╭──

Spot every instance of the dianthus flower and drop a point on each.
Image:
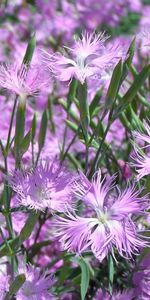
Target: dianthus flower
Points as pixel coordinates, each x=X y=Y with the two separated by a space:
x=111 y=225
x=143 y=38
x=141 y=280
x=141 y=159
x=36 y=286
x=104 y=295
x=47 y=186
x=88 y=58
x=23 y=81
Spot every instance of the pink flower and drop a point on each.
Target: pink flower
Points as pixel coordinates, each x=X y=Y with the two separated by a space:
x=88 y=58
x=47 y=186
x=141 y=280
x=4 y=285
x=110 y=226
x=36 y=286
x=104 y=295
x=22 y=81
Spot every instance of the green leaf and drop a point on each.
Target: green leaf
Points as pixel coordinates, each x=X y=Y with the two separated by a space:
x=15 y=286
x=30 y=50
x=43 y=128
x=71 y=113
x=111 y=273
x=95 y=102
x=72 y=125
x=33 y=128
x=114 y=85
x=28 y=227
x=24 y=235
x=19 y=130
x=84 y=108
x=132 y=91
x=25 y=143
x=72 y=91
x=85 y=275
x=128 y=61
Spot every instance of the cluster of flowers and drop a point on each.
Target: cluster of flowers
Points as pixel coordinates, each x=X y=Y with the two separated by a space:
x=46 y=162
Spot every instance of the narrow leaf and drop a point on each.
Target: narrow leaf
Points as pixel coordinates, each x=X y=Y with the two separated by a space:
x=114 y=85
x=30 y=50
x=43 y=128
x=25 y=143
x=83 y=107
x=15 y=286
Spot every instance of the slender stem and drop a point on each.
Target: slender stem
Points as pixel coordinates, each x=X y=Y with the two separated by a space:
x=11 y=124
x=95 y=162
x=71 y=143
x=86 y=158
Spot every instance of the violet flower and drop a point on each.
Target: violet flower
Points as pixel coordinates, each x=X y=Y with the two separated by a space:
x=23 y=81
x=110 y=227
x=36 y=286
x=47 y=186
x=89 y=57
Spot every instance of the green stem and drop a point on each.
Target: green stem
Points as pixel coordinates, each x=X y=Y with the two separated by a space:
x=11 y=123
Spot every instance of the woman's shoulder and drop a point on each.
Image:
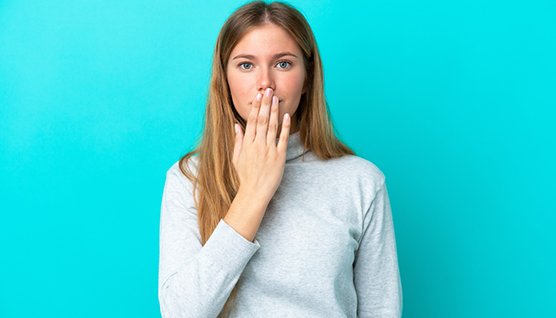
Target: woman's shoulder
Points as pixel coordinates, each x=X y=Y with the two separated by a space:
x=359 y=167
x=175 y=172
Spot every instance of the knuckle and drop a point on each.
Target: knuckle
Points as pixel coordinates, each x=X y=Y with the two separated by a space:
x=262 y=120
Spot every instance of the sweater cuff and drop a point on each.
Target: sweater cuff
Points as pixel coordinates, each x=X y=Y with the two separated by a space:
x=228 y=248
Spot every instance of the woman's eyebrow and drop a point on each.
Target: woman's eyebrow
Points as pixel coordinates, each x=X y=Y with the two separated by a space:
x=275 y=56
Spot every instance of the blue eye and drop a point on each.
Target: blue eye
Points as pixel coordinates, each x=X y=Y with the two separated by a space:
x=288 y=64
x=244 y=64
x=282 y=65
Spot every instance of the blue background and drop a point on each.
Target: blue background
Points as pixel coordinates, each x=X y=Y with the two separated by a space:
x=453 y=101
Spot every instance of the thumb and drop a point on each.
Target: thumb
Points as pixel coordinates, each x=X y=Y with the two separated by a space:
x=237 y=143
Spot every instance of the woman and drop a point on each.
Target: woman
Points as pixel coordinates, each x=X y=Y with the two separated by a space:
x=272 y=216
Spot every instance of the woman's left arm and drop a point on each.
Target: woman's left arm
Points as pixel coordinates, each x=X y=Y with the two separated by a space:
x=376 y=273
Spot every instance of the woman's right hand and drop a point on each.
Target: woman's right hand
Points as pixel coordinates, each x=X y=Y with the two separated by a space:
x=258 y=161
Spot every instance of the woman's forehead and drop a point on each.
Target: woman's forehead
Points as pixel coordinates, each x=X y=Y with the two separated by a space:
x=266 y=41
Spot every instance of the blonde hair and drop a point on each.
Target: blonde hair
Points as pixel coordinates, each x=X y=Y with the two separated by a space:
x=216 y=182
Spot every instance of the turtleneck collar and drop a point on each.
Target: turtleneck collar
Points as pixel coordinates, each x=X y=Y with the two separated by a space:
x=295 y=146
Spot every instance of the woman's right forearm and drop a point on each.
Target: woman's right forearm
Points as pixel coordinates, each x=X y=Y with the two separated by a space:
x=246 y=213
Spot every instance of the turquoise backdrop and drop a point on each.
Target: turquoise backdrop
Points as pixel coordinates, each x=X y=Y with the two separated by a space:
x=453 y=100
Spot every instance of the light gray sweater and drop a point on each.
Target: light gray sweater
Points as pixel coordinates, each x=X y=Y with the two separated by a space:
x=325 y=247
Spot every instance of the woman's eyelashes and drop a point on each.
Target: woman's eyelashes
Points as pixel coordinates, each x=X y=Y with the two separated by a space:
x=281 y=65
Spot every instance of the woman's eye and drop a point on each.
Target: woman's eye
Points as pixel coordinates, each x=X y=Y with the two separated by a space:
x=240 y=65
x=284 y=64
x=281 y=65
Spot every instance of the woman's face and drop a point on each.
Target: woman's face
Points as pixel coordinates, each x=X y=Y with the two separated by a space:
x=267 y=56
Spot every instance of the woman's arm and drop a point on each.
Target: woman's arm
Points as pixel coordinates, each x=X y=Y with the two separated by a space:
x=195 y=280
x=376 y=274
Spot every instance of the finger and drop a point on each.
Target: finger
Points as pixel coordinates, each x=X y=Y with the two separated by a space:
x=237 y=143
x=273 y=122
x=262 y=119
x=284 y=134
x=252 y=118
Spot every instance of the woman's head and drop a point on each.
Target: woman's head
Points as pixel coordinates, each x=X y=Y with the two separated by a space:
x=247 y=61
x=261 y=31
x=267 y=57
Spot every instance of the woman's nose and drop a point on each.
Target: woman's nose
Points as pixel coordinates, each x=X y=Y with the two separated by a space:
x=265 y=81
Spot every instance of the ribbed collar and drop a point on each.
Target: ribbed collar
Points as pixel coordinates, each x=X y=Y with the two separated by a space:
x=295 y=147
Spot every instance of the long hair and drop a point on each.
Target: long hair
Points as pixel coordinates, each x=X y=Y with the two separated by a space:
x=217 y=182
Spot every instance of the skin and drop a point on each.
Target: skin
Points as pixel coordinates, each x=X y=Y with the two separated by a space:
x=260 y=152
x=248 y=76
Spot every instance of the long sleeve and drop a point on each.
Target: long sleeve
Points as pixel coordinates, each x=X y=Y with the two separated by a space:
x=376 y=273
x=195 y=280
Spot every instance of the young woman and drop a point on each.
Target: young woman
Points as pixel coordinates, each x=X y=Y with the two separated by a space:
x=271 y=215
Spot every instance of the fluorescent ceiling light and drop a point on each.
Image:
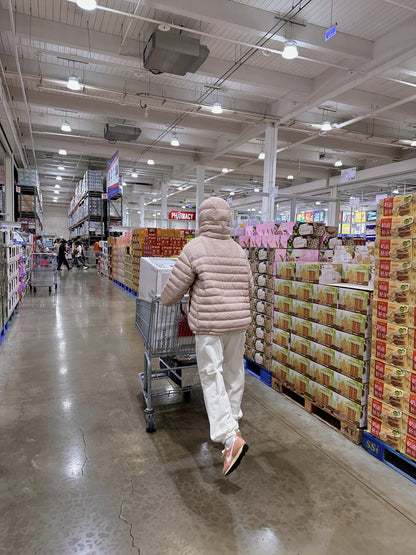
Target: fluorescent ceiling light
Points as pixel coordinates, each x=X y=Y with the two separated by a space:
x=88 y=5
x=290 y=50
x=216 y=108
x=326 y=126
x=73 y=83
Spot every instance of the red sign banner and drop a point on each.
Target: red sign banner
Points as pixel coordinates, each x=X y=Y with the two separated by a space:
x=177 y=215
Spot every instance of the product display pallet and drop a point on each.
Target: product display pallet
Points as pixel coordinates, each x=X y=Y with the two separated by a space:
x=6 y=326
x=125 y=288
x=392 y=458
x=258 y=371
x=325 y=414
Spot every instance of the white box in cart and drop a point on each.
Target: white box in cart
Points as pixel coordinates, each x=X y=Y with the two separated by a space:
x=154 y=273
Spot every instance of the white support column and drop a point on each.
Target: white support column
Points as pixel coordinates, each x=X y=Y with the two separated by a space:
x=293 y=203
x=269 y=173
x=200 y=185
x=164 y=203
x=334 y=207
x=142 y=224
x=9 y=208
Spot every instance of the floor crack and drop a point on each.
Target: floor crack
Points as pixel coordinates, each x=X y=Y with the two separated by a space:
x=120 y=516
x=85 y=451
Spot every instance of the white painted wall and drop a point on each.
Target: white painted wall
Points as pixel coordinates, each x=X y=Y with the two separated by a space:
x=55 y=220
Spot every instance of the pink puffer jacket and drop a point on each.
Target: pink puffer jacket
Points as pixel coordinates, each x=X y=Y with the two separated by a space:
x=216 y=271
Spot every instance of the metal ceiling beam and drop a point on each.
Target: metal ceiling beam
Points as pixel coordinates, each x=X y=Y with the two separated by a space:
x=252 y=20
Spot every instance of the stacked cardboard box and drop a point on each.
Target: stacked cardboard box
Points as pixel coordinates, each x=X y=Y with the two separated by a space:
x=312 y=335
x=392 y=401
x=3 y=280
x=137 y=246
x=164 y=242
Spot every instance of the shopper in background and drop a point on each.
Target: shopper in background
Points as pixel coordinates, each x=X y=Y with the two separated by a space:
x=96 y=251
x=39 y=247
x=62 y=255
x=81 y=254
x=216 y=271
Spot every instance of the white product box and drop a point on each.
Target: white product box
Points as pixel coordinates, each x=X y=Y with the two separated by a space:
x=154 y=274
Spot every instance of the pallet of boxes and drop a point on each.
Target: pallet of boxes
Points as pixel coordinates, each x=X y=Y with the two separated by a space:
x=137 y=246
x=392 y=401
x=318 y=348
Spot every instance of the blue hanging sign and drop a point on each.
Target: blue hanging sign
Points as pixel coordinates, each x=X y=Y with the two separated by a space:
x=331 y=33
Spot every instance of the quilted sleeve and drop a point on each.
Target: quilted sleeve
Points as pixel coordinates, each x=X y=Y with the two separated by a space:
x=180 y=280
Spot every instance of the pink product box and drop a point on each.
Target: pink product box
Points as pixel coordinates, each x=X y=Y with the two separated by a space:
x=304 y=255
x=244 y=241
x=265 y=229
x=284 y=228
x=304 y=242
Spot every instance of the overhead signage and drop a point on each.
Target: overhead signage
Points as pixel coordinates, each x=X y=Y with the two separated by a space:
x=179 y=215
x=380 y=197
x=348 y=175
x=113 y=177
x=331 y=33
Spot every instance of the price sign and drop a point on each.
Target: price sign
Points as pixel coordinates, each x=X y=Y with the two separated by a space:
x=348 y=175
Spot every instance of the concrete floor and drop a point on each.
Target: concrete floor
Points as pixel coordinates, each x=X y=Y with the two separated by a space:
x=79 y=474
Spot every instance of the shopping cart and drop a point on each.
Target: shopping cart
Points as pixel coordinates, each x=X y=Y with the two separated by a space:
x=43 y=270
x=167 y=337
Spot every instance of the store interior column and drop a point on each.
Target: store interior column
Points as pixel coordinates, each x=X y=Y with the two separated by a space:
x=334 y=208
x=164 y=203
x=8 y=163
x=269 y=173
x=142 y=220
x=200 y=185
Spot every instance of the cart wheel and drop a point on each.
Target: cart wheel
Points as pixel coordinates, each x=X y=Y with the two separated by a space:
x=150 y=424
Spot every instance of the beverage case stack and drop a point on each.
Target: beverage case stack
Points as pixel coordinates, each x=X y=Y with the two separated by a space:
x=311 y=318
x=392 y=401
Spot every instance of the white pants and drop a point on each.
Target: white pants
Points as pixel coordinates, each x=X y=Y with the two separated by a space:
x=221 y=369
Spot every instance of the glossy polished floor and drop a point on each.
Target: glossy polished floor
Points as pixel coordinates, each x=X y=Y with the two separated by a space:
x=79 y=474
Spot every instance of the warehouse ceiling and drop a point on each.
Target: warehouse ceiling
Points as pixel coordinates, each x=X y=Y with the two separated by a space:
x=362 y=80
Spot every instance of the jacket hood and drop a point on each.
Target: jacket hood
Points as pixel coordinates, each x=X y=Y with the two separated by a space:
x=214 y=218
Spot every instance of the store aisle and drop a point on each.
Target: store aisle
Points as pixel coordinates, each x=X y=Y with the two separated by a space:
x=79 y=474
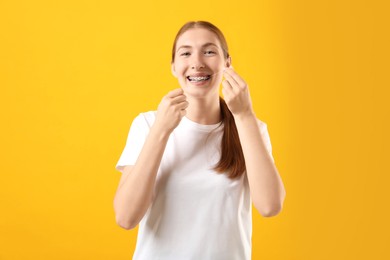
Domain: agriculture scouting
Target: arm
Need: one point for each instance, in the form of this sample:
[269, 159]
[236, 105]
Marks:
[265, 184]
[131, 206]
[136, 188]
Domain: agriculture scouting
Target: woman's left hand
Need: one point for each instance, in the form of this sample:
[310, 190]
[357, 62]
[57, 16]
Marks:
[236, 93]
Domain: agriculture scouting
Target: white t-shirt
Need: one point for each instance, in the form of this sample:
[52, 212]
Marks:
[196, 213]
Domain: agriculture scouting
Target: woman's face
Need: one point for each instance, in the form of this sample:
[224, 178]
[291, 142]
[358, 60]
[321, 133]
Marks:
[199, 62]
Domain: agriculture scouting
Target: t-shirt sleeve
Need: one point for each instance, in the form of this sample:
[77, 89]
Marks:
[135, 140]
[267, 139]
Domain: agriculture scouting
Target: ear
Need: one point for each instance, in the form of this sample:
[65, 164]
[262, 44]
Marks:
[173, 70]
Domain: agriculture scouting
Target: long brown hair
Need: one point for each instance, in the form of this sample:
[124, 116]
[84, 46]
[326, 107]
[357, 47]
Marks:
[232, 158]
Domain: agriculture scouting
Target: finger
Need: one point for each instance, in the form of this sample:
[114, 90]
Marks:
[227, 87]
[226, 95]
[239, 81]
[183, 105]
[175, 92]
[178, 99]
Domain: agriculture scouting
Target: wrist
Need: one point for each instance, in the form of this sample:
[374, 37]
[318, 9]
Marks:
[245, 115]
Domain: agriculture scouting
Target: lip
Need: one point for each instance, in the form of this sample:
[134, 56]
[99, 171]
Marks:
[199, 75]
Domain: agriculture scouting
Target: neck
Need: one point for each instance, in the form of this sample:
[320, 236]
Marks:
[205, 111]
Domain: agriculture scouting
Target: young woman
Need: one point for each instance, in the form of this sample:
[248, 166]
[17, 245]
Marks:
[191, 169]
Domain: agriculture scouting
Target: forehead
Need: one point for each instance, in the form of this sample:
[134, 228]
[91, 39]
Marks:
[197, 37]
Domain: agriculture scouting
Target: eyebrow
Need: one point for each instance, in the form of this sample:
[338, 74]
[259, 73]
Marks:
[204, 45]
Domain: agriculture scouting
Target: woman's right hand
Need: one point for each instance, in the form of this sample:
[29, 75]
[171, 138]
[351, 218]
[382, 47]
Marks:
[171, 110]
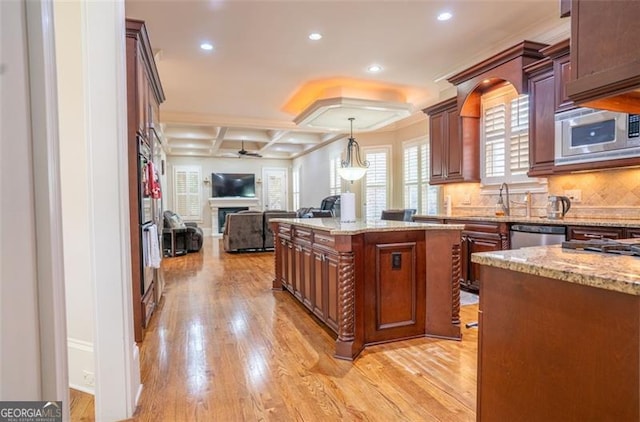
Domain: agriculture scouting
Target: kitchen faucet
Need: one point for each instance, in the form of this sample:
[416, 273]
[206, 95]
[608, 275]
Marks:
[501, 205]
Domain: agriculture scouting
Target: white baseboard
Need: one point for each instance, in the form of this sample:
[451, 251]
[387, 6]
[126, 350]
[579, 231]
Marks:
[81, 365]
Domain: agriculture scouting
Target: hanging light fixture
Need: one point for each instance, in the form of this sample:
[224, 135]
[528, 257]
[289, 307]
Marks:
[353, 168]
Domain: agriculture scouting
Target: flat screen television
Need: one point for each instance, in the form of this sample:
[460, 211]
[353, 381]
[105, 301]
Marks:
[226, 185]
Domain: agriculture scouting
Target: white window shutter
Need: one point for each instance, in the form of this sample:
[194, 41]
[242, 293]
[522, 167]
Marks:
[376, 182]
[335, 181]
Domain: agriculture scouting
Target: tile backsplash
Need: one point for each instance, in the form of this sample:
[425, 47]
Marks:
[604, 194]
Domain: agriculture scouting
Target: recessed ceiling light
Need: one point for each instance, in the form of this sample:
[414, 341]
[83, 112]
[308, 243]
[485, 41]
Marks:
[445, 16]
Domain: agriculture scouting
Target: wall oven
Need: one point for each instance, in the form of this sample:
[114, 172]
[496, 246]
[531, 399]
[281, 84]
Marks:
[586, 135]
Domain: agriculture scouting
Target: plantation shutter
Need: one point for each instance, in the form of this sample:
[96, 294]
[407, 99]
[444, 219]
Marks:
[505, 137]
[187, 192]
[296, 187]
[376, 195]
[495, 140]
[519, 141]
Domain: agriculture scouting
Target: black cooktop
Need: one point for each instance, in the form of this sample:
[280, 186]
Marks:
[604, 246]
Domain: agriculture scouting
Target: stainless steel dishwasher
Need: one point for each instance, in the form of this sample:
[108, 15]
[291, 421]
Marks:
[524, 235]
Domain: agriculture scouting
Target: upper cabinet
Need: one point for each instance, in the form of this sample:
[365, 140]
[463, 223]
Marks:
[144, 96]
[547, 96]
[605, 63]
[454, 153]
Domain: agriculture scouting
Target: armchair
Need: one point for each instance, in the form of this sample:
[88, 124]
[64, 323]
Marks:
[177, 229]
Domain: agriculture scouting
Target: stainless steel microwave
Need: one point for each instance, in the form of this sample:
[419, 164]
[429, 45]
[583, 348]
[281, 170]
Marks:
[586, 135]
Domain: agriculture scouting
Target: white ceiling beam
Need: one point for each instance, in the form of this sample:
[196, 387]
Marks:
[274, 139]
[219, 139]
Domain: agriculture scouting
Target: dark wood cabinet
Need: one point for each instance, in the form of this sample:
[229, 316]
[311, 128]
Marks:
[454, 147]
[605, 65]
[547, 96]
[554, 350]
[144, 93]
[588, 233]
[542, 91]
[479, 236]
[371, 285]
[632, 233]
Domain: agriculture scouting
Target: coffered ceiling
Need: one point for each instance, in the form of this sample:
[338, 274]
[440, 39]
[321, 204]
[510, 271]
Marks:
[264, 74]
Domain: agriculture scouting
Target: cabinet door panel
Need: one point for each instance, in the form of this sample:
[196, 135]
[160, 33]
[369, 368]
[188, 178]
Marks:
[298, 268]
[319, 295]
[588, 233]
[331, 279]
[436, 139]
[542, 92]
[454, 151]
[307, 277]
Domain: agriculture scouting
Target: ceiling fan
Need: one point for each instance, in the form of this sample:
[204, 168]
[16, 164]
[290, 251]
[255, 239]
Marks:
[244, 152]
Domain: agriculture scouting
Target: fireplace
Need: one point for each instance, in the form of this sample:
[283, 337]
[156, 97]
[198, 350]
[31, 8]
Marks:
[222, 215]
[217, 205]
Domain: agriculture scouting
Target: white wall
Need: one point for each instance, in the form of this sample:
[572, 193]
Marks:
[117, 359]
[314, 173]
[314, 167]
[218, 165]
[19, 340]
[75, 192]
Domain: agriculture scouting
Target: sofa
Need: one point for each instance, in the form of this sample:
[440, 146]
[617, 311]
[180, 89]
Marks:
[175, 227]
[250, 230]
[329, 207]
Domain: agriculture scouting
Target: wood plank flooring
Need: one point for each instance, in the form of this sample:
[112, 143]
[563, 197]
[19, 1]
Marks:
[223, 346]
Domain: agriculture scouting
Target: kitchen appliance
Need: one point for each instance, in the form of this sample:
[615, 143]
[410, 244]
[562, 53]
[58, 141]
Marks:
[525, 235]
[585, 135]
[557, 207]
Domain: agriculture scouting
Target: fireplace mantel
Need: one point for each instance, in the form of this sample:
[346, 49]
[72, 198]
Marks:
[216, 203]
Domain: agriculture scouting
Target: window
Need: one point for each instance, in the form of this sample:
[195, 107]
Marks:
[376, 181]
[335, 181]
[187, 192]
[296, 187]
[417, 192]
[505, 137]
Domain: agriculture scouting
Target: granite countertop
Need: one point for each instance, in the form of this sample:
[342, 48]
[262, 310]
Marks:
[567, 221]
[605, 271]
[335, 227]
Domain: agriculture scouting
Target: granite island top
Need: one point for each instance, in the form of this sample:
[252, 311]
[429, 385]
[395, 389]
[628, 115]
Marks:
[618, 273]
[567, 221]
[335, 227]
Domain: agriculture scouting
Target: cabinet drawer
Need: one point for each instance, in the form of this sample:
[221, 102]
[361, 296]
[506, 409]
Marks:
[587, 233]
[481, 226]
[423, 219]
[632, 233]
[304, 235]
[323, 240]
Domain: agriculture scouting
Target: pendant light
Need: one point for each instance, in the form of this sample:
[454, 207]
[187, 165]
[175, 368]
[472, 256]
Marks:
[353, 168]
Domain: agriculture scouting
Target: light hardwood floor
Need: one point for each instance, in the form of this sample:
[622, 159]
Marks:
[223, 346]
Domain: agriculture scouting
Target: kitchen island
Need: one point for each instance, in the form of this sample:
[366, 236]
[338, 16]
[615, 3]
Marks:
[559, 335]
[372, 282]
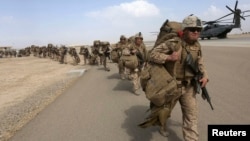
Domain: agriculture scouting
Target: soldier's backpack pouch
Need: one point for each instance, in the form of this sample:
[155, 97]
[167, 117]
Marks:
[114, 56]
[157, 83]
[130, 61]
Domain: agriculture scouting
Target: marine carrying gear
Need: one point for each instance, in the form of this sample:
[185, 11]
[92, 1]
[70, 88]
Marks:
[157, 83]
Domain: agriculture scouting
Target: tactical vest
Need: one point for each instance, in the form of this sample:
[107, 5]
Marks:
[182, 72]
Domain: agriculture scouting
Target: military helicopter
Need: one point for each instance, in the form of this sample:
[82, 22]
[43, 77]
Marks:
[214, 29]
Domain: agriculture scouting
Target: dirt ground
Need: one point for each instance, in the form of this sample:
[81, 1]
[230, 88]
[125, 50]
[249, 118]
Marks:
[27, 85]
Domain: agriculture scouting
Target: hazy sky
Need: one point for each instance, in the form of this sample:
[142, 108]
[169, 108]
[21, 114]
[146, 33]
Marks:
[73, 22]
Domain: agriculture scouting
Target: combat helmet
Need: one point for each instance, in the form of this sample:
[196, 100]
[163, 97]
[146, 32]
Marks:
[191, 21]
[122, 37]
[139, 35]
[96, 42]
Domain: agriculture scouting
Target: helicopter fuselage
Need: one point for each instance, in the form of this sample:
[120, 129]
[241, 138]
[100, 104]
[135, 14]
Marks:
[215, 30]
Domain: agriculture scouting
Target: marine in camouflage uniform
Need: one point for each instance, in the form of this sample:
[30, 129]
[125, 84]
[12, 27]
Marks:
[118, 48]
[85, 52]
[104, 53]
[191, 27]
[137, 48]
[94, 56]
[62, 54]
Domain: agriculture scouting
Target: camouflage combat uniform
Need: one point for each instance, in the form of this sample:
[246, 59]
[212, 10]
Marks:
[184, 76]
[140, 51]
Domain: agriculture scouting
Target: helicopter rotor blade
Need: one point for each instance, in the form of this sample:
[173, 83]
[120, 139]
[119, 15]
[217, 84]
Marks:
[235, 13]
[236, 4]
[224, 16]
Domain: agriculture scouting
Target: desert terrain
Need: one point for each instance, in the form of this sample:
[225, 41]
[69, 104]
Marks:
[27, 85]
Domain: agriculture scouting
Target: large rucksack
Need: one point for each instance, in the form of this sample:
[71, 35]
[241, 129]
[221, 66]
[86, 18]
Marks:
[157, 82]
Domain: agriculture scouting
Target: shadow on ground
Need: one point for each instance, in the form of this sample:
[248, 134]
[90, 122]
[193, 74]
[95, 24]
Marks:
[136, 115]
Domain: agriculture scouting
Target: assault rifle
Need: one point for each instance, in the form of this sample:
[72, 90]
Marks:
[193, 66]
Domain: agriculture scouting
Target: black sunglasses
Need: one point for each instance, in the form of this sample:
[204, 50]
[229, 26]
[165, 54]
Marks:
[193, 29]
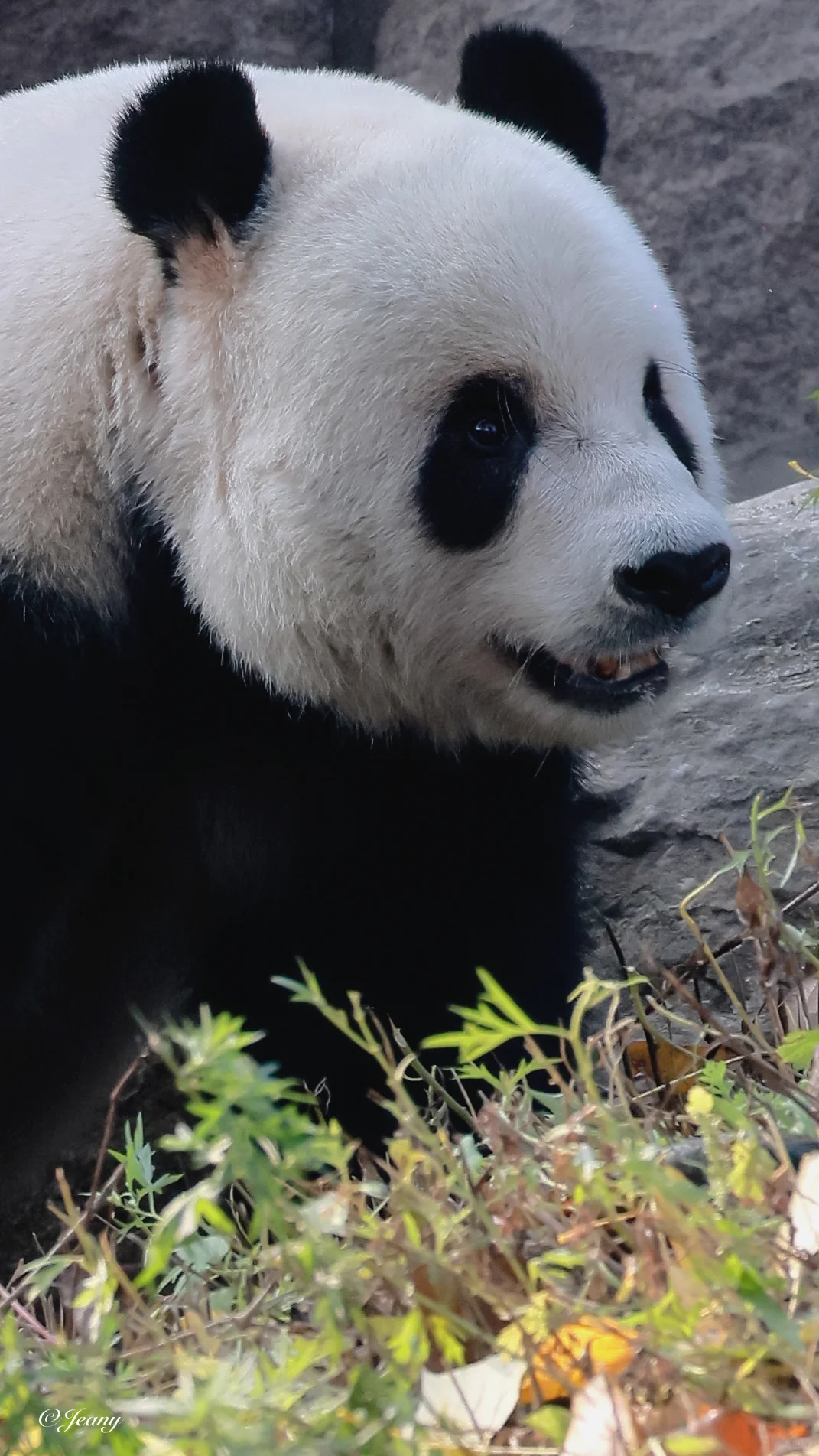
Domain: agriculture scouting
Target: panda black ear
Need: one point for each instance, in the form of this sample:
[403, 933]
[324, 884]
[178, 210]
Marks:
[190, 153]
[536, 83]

╰──

__Requirements__:
Rewrite the stretch from the line containing "Spot every instance of the blonde" through the line containing "x=325 y=247", swapping "turquoise" for "teal" and keeping everything else the same.

__Answer to this exercise__:
Spot every instance of the blonde hair and drop a point on each.
Target: blonde hair
Points as pixel coordinates, each x=X y=Y with the two separated by a space:
x=216 y=182
Spot every instance of the turtleneck collar and drop a point on each.
Target: turtleneck collar
Points as pixel coordinates, each x=X y=Y with the two separated by a space:
x=295 y=146
Spot every instance of the woman's right forearm and drop a point on each.
Target: woman's right forearm
Points as pixel coordinates, each x=X y=Y with the two separated by a space:
x=246 y=213
Spot every instance of the teal backdrop and drop a point on each.
Target: teal backdrop
Points as pixel coordinates, each x=X y=Y with the two separated by a space:
x=453 y=100
Spot every instance of the light gray sweater and drop a point on each.
Target: light gray sweater
Points as pixel coordinates, each x=X y=Y with the two separated by a space:
x=325 y=247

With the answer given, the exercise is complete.